#### DIRECTIONS FOR THIS TASK:
Each line below from the one containing "[spot] the halter" through the one containing "[spot] the noseband" is to be given again exactly, and no line outside that span.

══ DATA LISTING

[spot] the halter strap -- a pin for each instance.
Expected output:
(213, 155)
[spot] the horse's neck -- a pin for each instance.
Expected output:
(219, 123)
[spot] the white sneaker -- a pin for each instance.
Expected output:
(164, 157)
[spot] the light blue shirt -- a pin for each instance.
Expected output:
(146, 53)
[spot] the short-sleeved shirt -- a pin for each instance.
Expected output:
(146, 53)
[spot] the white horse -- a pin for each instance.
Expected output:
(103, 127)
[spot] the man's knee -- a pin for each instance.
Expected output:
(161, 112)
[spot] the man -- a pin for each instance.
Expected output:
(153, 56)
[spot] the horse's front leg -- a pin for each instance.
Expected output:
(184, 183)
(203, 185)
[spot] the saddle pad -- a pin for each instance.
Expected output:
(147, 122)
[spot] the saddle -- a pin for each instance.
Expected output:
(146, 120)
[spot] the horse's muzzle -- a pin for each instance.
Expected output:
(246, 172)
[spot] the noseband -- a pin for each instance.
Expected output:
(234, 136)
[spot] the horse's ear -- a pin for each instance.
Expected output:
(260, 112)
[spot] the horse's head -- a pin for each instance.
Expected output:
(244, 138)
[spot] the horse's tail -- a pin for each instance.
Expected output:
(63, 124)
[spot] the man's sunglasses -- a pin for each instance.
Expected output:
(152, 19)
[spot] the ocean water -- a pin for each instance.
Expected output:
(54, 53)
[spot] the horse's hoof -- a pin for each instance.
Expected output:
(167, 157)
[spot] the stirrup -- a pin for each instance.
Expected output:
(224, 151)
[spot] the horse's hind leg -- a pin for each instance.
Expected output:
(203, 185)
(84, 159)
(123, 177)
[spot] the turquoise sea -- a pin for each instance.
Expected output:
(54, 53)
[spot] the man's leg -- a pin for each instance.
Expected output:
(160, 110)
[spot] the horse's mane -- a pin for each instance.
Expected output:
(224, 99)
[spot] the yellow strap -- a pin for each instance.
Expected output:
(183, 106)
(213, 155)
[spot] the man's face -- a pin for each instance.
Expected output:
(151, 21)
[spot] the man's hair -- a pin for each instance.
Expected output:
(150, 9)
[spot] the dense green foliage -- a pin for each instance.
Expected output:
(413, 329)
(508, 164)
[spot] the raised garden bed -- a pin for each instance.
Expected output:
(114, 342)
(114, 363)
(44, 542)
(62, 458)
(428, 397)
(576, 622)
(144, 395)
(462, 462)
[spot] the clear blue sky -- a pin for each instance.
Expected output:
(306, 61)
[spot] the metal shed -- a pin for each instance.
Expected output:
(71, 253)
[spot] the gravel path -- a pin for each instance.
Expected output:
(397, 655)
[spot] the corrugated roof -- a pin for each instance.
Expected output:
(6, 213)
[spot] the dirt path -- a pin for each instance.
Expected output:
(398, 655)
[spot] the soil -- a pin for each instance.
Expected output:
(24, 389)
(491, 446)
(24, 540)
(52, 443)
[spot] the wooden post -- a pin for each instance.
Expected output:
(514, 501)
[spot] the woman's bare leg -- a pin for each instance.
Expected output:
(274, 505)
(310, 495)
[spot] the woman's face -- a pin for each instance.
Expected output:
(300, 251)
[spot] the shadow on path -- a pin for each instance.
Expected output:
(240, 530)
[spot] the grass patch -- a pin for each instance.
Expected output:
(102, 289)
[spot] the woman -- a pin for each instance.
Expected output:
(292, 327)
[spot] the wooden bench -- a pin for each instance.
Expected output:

════
══ DATA LISTING

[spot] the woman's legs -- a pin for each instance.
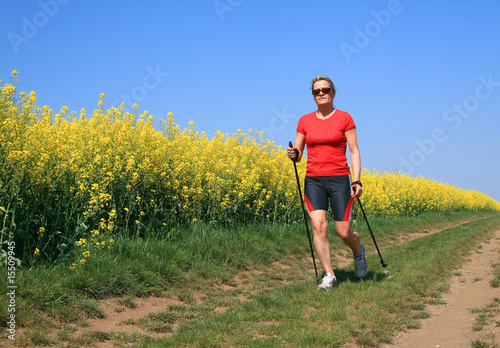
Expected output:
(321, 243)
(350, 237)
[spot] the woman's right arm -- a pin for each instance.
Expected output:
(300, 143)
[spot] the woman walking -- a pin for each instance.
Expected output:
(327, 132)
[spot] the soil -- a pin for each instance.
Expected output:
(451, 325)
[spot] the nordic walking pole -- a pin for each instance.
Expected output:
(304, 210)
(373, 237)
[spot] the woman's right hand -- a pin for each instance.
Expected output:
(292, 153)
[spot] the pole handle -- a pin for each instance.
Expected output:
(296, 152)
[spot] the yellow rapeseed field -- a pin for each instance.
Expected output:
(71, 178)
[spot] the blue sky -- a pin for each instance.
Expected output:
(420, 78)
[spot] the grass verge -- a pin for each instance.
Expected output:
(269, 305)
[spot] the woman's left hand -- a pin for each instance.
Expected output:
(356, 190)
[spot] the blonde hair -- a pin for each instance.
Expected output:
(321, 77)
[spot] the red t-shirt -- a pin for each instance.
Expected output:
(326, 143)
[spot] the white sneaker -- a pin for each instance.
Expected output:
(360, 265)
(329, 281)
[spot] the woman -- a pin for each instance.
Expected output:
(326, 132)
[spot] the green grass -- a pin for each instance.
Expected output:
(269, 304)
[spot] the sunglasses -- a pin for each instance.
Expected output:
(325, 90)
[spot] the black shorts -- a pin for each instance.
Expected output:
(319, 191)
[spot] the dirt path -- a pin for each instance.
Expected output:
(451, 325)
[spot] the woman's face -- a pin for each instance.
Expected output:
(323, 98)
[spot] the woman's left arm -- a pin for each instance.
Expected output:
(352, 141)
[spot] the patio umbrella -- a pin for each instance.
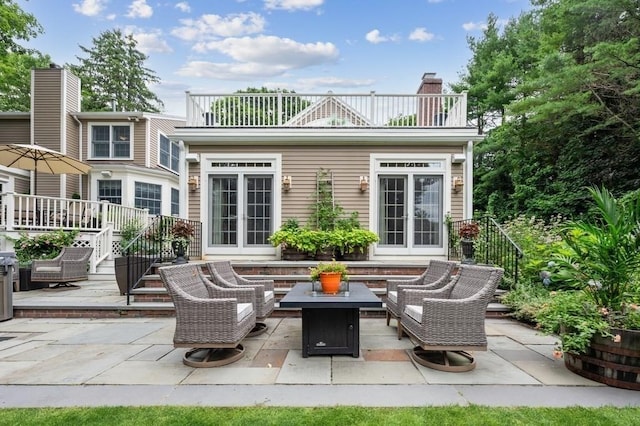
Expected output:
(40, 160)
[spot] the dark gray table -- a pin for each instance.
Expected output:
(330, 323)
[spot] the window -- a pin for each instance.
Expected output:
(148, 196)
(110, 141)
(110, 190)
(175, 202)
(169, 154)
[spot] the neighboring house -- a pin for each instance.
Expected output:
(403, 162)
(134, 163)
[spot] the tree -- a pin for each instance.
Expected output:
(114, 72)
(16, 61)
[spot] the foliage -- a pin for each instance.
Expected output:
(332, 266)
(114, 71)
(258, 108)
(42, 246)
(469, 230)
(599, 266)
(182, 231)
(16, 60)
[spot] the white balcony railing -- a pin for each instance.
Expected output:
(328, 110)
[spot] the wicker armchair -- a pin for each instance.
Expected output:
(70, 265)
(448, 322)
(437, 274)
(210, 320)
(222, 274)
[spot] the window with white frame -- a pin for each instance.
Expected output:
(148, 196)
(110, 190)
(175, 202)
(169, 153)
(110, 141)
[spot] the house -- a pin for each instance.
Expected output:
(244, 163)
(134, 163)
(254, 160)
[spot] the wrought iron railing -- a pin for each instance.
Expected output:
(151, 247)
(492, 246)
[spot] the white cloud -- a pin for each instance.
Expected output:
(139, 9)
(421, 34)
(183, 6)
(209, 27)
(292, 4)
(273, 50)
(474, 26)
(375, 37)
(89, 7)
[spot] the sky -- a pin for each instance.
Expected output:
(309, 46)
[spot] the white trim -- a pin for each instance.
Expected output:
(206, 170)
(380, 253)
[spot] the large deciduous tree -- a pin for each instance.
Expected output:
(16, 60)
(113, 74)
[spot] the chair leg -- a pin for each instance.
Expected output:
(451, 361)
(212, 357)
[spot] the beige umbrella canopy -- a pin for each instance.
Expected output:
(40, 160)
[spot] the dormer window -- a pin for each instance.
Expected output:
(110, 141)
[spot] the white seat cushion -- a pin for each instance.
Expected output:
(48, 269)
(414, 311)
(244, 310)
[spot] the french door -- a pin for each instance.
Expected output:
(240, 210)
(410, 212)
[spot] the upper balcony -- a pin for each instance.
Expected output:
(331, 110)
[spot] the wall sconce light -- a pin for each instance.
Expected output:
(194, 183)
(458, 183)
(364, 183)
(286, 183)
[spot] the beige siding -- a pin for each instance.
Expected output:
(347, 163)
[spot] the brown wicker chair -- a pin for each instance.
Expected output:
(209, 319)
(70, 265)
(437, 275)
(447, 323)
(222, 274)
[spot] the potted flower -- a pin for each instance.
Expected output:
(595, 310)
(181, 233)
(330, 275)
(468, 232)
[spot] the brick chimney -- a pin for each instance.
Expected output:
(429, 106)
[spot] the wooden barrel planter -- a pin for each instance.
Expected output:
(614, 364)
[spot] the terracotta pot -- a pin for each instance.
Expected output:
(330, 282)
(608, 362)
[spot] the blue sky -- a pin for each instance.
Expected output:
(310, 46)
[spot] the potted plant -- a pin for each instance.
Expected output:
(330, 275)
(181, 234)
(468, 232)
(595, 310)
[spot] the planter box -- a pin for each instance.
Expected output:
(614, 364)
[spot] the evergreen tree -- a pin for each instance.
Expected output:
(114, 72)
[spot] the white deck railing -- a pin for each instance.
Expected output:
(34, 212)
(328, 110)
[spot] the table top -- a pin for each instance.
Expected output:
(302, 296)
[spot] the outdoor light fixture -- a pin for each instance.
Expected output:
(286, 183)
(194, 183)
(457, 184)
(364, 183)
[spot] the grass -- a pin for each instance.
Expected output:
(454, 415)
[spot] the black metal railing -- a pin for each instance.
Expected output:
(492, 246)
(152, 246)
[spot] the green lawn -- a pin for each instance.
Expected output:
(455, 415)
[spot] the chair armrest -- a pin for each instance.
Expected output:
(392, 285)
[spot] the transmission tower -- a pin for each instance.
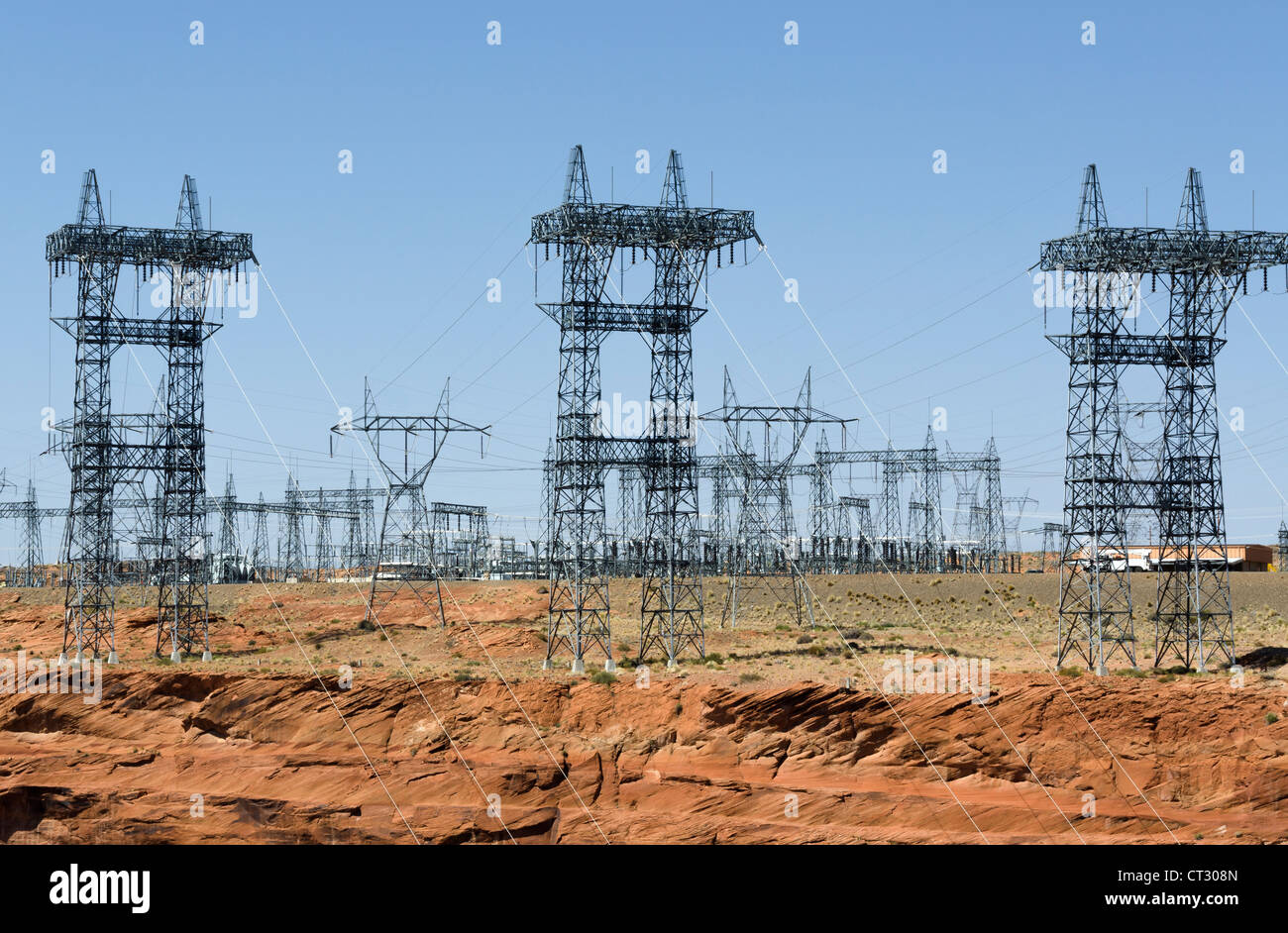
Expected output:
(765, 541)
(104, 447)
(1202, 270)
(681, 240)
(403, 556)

════
══ DATA LISTING

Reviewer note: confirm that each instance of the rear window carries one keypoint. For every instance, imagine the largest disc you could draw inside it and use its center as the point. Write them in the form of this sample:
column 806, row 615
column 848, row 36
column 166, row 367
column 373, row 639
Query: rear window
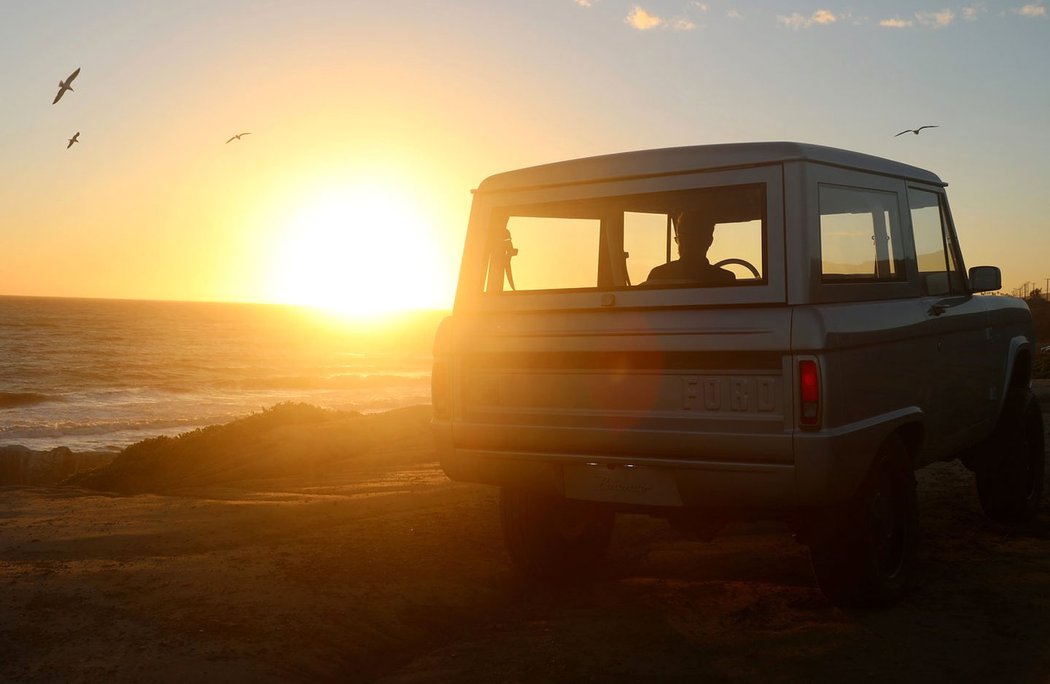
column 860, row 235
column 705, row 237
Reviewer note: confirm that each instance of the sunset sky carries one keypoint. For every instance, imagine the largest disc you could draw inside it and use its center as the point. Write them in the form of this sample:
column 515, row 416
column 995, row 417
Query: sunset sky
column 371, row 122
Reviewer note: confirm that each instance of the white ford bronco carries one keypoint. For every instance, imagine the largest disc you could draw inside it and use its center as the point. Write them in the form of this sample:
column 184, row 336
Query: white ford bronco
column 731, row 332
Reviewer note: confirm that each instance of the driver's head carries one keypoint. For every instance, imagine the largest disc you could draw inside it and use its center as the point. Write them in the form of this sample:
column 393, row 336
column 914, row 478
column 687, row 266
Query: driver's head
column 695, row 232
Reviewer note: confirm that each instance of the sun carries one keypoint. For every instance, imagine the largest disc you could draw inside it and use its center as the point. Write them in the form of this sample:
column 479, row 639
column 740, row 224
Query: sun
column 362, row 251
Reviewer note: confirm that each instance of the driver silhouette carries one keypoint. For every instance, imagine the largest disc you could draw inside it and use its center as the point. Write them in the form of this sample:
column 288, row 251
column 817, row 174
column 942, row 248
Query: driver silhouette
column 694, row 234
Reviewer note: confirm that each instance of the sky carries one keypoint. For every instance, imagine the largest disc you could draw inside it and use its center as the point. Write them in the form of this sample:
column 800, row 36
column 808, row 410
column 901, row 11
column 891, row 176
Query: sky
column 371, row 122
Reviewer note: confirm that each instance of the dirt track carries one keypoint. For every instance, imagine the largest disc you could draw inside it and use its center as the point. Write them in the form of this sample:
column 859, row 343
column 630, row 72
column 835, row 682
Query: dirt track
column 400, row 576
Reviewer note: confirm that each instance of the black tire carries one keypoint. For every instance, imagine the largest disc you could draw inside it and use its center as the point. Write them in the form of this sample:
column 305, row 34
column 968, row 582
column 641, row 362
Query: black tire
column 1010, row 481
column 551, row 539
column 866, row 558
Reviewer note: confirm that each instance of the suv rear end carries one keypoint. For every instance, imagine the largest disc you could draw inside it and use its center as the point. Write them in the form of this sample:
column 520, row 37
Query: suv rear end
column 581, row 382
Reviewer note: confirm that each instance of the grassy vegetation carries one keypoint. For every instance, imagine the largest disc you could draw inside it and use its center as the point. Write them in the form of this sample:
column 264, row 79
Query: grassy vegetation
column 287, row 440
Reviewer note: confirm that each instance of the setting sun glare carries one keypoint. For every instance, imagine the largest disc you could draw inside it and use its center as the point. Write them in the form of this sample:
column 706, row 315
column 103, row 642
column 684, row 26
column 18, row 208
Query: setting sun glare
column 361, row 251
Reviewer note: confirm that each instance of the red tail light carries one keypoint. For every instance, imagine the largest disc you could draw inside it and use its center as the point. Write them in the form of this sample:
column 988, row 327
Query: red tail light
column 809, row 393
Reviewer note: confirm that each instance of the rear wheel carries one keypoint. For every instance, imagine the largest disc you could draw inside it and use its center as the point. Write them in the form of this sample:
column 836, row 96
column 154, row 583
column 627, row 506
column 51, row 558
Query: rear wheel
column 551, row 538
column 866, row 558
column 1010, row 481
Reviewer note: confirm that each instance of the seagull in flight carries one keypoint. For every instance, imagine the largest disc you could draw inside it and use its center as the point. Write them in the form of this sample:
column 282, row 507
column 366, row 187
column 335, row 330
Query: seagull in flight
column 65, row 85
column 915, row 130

════

#### YOUR RESPONSE:
[spot] the halter strap -- a pin for each instance.
Expected output:
(213, 155)
[spot] the horse's neck -- a pin for each instance.
Expected output:
(219, 123)
[spot] the white sneaker -- a pin for each instance.
Expected output:
(164, 157)
[spot] the light blue shirt -- a pin for each instance.
Expected output:
(146, 53)
[spot] the short-sleeved shirt -- a pin for each instance.
Expected output:
(146, 53)
[spot] the white horse -- a pin for each instance.
Expected output:
(103, 127)
[spot] the man's knee -- a pin for each instance.
Expected output:
(161, 112)
[spot] the man -- a pin for each instance.
Expected output:
(153, 56)
[spot] the horse's front leg -- a pin for each instance.
Expected output:
(184, 183)
(203, 185)
[spot] the saddle pad -- a pin for each instance.
Expected output:
(147, 122)
[spot] the saddle -- a pin for each instance.
Expected output:
(146, 120)
[spot] the horse's muzzle -- a pin for each instance.
Expected output:
(246, 172)
[spot] the noseband -- a pin for each instance.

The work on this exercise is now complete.